Each line from the one that contains "Return one point per instance of the glass desk" to the end of the material must be quoted exactly; include both end lines and nothing else.

*Entries from a dataset*:
============================================================

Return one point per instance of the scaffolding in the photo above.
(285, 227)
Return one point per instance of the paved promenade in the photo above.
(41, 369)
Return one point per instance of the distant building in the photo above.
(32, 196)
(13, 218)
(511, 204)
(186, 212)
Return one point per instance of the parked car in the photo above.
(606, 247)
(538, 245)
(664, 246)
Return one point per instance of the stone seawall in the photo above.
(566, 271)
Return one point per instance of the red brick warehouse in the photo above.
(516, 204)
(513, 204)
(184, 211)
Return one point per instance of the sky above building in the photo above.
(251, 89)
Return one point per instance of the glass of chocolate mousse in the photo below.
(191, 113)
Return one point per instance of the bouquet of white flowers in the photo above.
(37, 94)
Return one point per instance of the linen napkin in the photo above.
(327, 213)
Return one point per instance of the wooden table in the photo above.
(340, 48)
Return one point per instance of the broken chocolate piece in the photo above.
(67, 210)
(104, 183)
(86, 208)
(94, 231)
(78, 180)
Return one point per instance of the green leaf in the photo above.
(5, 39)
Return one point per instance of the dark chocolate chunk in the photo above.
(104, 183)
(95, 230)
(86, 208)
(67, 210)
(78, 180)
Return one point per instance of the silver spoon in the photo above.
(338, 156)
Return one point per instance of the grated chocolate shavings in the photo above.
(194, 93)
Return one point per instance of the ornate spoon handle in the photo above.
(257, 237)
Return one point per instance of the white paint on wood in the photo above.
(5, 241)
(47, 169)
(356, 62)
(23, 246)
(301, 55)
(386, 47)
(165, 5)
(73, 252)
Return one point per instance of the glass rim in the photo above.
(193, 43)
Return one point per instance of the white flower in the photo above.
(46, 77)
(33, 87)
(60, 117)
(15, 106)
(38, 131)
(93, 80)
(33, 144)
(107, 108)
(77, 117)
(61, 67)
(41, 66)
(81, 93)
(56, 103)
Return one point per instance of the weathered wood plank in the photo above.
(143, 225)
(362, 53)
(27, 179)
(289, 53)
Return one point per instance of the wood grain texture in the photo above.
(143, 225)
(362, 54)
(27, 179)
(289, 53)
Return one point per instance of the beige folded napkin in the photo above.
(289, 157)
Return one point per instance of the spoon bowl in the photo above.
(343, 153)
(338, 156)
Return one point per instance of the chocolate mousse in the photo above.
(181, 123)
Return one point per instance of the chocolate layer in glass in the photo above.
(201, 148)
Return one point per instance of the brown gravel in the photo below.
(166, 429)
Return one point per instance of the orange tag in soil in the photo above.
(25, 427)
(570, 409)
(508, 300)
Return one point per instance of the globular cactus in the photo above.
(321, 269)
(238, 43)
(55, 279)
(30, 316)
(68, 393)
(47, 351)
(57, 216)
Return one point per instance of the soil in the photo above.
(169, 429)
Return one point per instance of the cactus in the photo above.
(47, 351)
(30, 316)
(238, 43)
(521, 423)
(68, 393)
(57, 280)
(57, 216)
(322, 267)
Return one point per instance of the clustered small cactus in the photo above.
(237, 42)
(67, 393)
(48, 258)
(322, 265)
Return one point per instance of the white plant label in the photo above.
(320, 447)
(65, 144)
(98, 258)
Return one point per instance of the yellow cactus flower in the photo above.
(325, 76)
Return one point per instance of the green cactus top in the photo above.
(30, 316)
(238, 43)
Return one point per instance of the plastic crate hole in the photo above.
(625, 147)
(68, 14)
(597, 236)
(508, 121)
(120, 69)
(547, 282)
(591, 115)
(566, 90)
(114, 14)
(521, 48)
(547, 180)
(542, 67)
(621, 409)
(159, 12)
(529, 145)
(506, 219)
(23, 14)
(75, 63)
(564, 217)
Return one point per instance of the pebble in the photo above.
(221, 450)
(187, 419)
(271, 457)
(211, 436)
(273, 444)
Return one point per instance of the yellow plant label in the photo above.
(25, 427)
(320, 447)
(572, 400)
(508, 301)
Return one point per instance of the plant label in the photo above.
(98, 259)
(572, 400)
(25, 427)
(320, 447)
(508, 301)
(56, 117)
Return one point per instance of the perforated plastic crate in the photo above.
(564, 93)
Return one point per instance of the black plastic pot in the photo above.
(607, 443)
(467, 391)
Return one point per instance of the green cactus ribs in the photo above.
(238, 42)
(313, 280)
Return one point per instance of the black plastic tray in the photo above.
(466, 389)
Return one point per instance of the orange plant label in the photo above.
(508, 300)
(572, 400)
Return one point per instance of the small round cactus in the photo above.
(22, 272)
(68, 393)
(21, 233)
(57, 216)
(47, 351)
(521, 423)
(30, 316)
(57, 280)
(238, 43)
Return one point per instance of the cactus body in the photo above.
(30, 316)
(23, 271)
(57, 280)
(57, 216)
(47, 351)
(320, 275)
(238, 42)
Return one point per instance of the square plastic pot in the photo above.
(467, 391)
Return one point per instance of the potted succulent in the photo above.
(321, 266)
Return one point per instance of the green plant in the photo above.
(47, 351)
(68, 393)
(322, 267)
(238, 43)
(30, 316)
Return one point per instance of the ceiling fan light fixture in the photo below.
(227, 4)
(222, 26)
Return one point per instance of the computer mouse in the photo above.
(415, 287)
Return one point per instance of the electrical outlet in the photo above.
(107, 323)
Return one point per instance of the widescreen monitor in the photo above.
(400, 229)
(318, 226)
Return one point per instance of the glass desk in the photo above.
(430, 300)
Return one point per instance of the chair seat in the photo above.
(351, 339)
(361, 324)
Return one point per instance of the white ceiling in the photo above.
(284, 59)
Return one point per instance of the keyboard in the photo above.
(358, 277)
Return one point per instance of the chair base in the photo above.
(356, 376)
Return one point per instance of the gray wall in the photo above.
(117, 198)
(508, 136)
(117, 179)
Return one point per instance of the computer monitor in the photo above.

============================================================

*RESPONSE TO THE TASK*:
Return one point per instance of the glass desk in the photo above.
(430, 300)
Return one point per instance of the chair seat in the photo above.
(351, 339)
(361, 324)
Return one point per instance of the white ceiling in the photo above.
(284, 59)
Return one point per instance of the keyboard in the photo above.
(358, 277)
Return one point per instance of the chair base in the photo above.
(356, 376)
Return one point per instance of the gray wall in the photo above.
(117, 198)
(508, 136)
(117, 179)
Return one point per instance of the computer monitor in the photo above.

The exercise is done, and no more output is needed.